### [EXPLORE THE MATERIAL]
a. In the virtual reef exhibition text, how big is the main DOME?
b. Resume the virtual reef exhibition text, picking up right after its last sentence.

### [SELECTED EXCERPT]
******
Jack, Jill and Tanaka have entered the Virtual Barrier Reef Exhibition,
where "Nintendo" meets classroom. Before going into the environment, they
have to choose from several different experiential options: Jack picks
the "Marine Biologist," Jill picks the "Dolphin" and Tanaka the "Snorkeler."
When they put on their equipment mainly consisting of 3D shutter glasses, audio communication and other interactive devices, they enter the Dive Vehicle (motion simulator) that takes them on a small "journey" to the reef. The Immersion hatch opens and they exit into the main DOME [Fig. 1] finding themselves immersed in 20 meters (60 feet) of water. The main DOME [2] (15 m diameter x 15m high, 360o x 180o), enables them to see fish and other species swim about in 3D. They see a mix of autonomous fish, avatars and avatar guides that assist, guide and role-play. They hear soundscapes of the reef. They can also see 3 CAVEs [3]. They were told that the installation was directly linked to the real reef to affect the climatic conditions within the installation. The installation's environment was persistent, evolving and adapting just like the real reef.
Jack finds a school of fish that holds his interest, and points to it using the "laser wand" pointer on top of his Dive Panel. The panel displays the information about the fish, life habits, predators, eating, mating habits, etc. Then, a big grouper swims to him (guide avatar) and engages him in a conversation about the reef. A dolphin joins in and he finds out its Jill, and they are able to communicate together through the group communication channel with their headsets.
Tanaka finds an autonomous fish guide and several descriptor icons floating nearby. He selects the Japanese version. He inserts his smart card in the nearby stand, then experiments with the inter-related lives of the species inhabiting that community by moving the various avatars around with a Fish data Glove. At one point a mythical aboriginal character swims by and heads for one of the CAVEs. At the warning beep on each of their timers, Jill and Tanaka to return to the visitor's center. Jack extends his visit by buying more air directly through his smart card and Dive Panel. Once in the visitors' center, Jill and Tanaka insert their smart cards to get a color print out of their activities during their visit.
1.2 The Complex Architecture
The system is a large distributed network based upon proven, stable DOME and CAVE technologies. Similar reference models in which this project is based upon can be found in the past projects of NICE [4] and ROBOTIX: MARS MISSION [5].
The NICE project is a collaborative CAVE-based environment where 6 to 8 year old children, represented as avatars, collaboratively tend a persistent virtual garden. This highly graphical, immersive virtual space has primarily been designed for use in the CAVE, a multi-person, room-sized virtual reality system. As the CAVE supports multiple simultaneous physical users, a number of children can participate in the learning activities at the same time.
******
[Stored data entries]
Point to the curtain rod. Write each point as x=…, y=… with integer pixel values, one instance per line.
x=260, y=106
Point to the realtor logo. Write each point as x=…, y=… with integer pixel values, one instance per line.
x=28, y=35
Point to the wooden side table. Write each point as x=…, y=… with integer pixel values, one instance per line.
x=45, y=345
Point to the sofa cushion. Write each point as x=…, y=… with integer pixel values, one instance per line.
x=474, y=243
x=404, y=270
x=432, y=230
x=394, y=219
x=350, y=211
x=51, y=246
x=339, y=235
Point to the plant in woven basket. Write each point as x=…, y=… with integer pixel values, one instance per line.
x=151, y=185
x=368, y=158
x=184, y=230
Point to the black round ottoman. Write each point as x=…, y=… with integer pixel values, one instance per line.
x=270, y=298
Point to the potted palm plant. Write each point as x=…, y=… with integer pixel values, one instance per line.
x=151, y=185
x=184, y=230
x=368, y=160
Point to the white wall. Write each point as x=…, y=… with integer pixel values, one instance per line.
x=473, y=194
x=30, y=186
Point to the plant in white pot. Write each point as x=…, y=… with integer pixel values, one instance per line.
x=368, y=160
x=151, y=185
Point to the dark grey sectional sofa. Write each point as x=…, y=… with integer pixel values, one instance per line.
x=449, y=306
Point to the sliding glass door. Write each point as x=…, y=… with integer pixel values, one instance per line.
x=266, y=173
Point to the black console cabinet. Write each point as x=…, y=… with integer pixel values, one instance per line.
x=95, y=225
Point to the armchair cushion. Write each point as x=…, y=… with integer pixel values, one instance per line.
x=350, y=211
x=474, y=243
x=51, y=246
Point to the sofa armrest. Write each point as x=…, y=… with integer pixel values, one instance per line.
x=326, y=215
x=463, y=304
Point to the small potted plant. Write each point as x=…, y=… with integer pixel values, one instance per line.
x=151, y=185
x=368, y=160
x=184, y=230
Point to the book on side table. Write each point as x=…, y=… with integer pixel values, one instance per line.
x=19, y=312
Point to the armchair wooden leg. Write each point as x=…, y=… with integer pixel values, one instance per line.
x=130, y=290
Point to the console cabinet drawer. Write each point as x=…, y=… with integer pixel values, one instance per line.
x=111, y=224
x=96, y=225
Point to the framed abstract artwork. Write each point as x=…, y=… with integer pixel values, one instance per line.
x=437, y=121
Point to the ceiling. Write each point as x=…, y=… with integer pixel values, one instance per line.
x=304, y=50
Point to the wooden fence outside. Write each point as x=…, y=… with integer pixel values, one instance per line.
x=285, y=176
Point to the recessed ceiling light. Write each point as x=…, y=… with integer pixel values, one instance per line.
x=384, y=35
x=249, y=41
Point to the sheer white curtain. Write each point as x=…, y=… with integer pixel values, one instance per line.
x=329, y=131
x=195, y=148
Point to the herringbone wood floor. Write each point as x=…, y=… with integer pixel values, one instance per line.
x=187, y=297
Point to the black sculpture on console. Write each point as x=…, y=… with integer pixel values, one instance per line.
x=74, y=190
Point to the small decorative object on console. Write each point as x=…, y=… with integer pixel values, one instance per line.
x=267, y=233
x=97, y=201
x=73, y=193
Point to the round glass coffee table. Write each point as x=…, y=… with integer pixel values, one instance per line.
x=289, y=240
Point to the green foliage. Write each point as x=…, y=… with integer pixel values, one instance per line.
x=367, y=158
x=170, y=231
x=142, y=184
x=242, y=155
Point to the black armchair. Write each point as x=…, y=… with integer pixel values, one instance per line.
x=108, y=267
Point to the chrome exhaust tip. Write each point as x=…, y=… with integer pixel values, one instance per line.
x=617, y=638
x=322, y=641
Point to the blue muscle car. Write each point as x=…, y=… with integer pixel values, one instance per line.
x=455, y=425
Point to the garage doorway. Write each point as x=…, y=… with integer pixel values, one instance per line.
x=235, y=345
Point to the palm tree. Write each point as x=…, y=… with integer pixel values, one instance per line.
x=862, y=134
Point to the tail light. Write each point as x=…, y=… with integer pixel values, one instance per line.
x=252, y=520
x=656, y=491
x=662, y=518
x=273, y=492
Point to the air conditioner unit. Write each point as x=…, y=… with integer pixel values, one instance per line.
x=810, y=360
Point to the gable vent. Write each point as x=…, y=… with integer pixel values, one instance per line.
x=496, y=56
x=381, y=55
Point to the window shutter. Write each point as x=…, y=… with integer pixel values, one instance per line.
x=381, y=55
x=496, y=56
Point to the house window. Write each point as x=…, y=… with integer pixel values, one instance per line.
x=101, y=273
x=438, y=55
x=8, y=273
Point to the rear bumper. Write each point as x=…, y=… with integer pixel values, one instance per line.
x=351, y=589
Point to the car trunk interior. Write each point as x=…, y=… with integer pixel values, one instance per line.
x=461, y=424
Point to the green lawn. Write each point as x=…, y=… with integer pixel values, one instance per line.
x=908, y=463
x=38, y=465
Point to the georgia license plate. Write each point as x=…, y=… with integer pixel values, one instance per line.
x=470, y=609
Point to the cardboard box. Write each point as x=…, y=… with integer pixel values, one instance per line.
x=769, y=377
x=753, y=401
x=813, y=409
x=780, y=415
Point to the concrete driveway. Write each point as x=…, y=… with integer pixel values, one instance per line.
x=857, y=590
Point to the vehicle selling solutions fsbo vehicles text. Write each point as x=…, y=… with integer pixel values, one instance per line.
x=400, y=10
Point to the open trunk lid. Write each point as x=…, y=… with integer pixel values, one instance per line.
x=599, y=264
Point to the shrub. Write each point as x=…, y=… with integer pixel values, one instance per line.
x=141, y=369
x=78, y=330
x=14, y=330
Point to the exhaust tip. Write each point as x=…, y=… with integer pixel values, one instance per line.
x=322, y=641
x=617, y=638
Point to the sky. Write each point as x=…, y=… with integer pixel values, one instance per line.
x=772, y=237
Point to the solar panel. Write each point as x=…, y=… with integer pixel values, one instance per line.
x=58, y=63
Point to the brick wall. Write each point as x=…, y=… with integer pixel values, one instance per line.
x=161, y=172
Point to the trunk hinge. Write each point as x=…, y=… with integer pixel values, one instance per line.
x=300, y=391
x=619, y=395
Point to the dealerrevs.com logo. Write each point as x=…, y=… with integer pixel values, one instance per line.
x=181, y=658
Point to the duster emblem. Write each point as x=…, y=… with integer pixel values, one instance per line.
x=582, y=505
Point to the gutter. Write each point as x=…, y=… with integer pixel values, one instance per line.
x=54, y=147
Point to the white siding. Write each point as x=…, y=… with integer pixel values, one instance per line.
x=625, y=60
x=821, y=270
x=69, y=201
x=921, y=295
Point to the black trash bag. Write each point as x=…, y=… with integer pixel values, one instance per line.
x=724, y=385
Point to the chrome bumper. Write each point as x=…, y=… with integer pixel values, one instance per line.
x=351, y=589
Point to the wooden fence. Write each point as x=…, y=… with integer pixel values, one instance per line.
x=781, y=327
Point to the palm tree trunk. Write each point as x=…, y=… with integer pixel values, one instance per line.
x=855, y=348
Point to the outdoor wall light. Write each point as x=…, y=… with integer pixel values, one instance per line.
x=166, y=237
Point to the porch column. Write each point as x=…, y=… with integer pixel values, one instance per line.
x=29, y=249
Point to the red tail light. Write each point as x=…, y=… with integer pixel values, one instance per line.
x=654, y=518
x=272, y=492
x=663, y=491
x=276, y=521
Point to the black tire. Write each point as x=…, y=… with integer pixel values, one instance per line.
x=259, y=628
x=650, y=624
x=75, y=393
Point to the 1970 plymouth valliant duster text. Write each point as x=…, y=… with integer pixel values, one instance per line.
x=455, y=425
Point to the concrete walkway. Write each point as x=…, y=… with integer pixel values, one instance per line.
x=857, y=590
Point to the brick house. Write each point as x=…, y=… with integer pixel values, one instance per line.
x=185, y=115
******
### [TASK-BY-TASK OUTPUTS]
a. It is 15 meters across and 15 meters high.

b.
Interactive DOME projects including the Carnegie Science Center's "ROBOTIX: MARS MISSION, was the first example of Interactive Virtual Reality Cinema. Each audience member had a three button mouse device that allowed them to make group decisions on story and piloting spacecraft. The graphics were rendered in real-time, called from an extensive database of Mars's terrain from NASA. The partial dome sat 35 people, and was 200 degrees wide and 60 degrees high. The system used a SGI ONYX, with 4 R10000 processors, Infinite Reality Engine, Audio Serial Option board, and display boards. The polling system, custom built, fed into a PC which talked to the SGI. Majority vote ruled. The dome display used 3 state of the art Electrohome RGB projectors. Most important, only one graphic pipeline was used, and split into three views using custom built software and edge blending. The overlap on edges was 25%, and it appeared seamless and no distortion. Performance, 30-90+ fps, no lag. Audio was 3-D spatialized, custom built software, with floor shakers. It ran for 9 months, no glitches. Effective, there were some people who thought they went to Mars.
1.3 Methodology of Application
Whilst the true objective of this installation is to install a strong sense of conservation and preservation to the future visitors of the Great Barrier Reef, it seeks to apply it through a Constructionist [6] and "Immersive role-play" educative model steeped heavy in "Nintendo" style interaction of total consciousness submersion. Thus, our methodology objectives are simple – give the visitor an experience that they constructed for themselves, immerse them in wonder and inspiration, give them a reason to care, in their minds really take them there, and finally, afterwards give them something material they can use to prove and remember their experience.
2 Distributed DOME and CAVE Architectural System
2.1 The DOME zone
The DOME zone is constructed of CG and real-time/pre-captured video which is projected onto the scrim of the DOME together in layers to assist with overall processing quality of CG and simulations. The background is a mix of live or pre-recorded scenes in the reef, and the CG fish are projected bright enough over the top of it to create the mixed illusion. Of course there will have to be certain areas, such as coral and other big blocks of CG that have to be animated, but these aren't that computationally intensive as they update on a slightly slower level.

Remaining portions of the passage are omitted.